Exercises to complete:
1: Update the passage on community-product fit between "Community-product fit is" and "promote the product.", inclusive, so that "early believers" is replaced with "early supporters".
2: Answer these questions using the passage on community-product fit:
(a) What two things does community-driven product development combine?
(b) Which methodology does community-product fit apply?
(c) What does a "by & for the community" approach imply?

Excerpted text:
- - -

Community-product fit & minimum viable product (MVP)

Building a minimum viable community and achieving community-market fit is an important step in delivering a minimum viable product (MVP) as it allows you to gather feedback and validate your product idea before investing a lot of time and resources into further development. Community-driven product development combines the speed of centralised decision-making with the customer-centric development patterns of open-source. Product market fit is a lot easier to find when the market is by your side constantly telling you what it wants.

Community-product fit is when you apply the LEAN methodology of rapid prototyping and validation through community feedback. A “by & for the community” approach implies that the product is developed by the community for the community, meaning that the community is actively involved in the development and decision making process. The content and conversations that arise from your community will reveal their needs and priorities, as well as which features they value and which features they struggle with. This approach ensures that the product meets the needs of the target community and is more likely to be adopted and used by them. By building a community of early believers and adopters who are invested in your purpose, you can ensure that the product you are co-creating meets their needs and that they will be more likely to use and promote the product.

- - -

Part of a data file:
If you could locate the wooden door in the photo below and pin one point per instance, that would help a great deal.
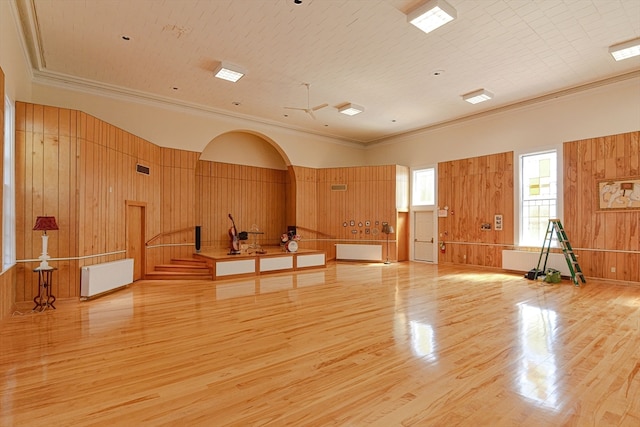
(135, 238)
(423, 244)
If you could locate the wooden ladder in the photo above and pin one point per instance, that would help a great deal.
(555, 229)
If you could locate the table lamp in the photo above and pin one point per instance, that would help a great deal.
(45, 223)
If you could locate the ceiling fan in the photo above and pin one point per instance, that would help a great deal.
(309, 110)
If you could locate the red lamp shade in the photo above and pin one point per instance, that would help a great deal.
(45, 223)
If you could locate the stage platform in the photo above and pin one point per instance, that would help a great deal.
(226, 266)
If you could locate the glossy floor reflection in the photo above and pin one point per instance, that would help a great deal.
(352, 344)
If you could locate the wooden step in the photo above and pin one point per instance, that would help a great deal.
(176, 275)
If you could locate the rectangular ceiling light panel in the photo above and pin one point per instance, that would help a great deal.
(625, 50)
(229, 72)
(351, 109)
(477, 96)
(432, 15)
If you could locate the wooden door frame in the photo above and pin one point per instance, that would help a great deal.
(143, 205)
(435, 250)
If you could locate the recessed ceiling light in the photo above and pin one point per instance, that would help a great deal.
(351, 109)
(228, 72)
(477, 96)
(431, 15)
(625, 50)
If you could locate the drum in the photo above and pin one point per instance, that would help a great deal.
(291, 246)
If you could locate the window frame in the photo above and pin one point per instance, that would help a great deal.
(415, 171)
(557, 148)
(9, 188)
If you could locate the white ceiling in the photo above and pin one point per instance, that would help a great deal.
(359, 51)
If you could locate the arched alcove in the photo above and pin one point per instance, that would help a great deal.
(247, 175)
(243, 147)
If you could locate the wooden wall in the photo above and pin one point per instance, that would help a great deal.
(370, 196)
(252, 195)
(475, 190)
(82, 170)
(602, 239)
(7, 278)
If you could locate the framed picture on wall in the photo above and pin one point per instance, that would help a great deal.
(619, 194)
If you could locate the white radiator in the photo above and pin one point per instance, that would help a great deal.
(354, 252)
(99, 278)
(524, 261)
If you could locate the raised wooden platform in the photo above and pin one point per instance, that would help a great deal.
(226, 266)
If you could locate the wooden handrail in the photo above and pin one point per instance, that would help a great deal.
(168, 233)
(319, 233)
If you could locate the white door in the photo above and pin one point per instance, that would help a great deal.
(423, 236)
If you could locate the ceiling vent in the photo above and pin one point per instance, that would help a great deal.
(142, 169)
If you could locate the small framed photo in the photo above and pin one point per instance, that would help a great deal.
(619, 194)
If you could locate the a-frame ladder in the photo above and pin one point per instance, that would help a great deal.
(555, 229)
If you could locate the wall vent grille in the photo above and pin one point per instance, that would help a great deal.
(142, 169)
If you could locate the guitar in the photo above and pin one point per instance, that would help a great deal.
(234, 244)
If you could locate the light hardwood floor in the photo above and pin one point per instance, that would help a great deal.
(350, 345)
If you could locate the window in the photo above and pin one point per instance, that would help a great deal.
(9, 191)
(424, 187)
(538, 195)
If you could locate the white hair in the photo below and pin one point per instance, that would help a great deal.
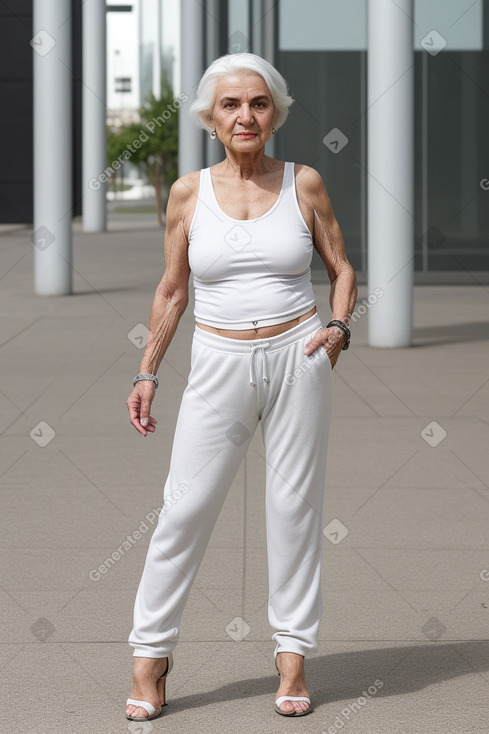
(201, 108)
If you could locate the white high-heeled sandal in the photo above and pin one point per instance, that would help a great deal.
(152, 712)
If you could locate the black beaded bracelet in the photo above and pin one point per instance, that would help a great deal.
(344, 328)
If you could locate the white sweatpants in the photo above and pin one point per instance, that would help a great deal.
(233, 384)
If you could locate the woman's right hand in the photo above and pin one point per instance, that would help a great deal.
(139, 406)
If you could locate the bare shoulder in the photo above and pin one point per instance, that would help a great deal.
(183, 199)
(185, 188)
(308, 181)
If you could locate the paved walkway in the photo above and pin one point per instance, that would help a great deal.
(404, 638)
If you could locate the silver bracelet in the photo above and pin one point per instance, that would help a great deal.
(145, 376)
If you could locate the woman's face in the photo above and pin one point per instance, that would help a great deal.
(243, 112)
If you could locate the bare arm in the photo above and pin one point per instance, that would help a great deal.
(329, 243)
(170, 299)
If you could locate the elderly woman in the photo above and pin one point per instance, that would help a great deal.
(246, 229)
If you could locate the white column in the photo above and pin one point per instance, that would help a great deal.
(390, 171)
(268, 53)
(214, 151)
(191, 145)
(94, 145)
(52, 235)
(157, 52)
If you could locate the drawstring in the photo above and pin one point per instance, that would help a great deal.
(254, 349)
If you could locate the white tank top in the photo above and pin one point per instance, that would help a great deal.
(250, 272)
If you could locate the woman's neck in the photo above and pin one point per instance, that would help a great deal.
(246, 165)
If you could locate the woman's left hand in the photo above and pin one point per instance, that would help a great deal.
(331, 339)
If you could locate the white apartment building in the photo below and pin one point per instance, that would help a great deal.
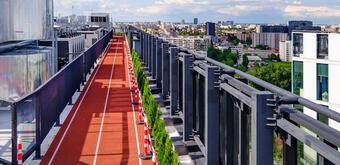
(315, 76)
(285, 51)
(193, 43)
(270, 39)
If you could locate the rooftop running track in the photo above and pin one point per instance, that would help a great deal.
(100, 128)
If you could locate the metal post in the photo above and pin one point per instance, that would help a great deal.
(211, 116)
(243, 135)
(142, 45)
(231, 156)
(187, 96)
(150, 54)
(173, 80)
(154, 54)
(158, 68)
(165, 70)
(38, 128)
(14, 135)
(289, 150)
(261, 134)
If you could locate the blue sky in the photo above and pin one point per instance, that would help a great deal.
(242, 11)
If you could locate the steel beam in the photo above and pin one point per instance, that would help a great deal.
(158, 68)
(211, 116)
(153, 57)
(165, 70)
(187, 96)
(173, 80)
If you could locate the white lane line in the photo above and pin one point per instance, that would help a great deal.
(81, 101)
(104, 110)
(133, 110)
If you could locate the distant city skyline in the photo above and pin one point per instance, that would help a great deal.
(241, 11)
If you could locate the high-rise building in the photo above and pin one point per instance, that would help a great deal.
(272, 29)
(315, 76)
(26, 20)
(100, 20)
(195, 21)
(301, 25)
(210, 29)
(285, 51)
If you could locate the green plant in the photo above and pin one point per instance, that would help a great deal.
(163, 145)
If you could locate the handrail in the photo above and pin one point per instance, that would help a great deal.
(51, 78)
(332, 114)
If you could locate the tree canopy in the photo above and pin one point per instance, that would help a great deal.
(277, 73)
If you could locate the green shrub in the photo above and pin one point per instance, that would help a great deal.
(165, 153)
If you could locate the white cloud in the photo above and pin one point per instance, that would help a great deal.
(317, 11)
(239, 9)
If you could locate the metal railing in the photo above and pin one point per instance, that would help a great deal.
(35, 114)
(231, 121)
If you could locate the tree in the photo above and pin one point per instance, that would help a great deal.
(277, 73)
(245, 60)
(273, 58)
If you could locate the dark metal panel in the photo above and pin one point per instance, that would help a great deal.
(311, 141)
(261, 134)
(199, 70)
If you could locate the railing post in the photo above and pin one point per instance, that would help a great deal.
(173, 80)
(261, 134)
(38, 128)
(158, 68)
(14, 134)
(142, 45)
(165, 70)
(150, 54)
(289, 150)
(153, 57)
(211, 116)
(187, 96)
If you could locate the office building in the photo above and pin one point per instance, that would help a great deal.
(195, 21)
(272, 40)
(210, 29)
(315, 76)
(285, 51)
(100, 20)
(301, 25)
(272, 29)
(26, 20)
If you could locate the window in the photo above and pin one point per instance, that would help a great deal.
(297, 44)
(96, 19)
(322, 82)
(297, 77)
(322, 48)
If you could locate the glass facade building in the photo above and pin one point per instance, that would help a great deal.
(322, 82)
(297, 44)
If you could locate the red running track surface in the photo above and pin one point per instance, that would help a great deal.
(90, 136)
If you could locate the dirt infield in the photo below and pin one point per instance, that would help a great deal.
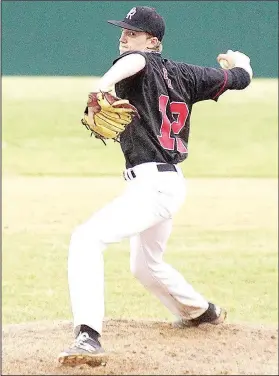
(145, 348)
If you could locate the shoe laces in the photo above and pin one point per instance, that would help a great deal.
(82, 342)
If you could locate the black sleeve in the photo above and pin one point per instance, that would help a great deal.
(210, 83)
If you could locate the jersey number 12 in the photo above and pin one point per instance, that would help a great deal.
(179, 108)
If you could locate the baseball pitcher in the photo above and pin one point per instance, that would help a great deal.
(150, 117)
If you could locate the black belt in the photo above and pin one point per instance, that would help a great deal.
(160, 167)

- - -

Per-task outputs:
1:
Community-product fit is when you apply the LEAN methodology of rapid prototyping and validation through community feedback. A “by & for the community” approach implies that the product is developed by the community for the community, meaning that the community is actively involved in the development and decision making process. The content and conversations that arise from your community will reveal their needs and priorities, as well as which features they value and which features they struggle with. This approach ensures that the product meets the needs of the target community and is more likely to be adopted and used by them. By building a community of early supporters and adopters who are invested in your purpose, you can ensure that the product you are co-creating meets their needs and that they will be more likely to use and promote the product.

2:
(a) The speed of centralised decision-making and the customer-centric development patterns of open-source.
(b) The LEAN methodology of rapid prototyping and validation through community feedback.
(c) That the product is developed by the community for the community, with the community actively involved in the development and decision-making process.